Records from a data source
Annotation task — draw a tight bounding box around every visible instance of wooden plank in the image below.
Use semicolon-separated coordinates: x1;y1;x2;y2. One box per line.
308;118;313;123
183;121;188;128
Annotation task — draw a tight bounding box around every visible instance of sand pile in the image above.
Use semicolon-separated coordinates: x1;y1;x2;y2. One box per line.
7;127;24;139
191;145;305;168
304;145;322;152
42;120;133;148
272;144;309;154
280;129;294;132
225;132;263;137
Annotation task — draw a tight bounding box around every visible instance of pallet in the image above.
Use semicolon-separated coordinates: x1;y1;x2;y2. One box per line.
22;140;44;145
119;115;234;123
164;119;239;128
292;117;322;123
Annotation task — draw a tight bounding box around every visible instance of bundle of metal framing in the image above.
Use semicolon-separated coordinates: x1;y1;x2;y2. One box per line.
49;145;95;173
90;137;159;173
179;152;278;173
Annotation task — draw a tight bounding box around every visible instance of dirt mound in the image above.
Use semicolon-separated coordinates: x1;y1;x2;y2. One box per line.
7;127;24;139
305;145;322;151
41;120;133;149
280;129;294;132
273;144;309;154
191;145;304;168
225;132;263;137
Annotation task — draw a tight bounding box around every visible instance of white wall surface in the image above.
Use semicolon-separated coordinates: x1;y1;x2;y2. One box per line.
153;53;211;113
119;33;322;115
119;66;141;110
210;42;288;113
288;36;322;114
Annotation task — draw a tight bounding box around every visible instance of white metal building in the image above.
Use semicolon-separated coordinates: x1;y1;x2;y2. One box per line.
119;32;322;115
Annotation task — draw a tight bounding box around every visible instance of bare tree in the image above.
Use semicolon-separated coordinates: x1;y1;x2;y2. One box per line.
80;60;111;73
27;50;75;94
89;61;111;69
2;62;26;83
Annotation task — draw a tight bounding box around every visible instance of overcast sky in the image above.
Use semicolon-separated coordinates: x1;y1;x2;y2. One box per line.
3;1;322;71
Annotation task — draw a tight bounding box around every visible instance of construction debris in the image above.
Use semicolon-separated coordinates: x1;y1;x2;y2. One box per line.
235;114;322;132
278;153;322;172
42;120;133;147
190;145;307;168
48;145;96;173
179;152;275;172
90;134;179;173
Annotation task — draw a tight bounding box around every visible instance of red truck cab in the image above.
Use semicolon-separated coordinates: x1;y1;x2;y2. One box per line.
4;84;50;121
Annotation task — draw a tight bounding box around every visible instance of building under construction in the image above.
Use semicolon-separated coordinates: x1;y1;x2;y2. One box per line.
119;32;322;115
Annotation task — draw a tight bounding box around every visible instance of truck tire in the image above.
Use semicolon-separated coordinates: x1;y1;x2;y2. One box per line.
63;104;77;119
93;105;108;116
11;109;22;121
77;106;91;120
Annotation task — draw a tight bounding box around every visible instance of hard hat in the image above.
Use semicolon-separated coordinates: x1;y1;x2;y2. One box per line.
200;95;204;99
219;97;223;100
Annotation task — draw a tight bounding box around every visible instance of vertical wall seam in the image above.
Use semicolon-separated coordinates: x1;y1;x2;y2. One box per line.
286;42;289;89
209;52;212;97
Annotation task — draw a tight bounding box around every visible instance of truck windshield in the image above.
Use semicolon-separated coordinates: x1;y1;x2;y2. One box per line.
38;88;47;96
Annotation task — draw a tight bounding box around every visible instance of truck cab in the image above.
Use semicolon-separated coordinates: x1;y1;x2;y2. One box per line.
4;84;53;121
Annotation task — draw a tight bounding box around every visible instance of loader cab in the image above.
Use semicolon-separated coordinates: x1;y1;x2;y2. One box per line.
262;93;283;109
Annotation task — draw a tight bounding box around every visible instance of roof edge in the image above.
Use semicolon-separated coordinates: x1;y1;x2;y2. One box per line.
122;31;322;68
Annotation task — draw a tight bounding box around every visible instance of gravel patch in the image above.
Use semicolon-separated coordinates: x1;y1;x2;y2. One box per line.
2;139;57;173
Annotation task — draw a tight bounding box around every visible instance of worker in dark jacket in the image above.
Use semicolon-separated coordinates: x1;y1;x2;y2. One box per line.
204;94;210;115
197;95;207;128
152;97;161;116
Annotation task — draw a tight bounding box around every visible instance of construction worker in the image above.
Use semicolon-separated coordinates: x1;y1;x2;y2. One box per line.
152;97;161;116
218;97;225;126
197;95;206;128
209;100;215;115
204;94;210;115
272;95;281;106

■ What you need to do
Above are records; repeat only the lines starting at the line with "red truck cab in the image above." and ending at the line with "tire in the image above.", exactly as they appear, both included.

■ Output of the task
Annotation task — draw a tight bounding box around every visible instance of red truck cab in the image above.
Use semicolon-separated coordinates: x1;y1;x2;y2. One box per line.
4;84;50;121
Annotation task — draw a tight bounding box around every visible instance of building under construction in the image above.
Use semicolon-separated coordinates: x1;y1;x2;y2. One box per line.
119;32;322;115
Annotation task — draw a tight bounding box around every visible instance of truck tire in the image above.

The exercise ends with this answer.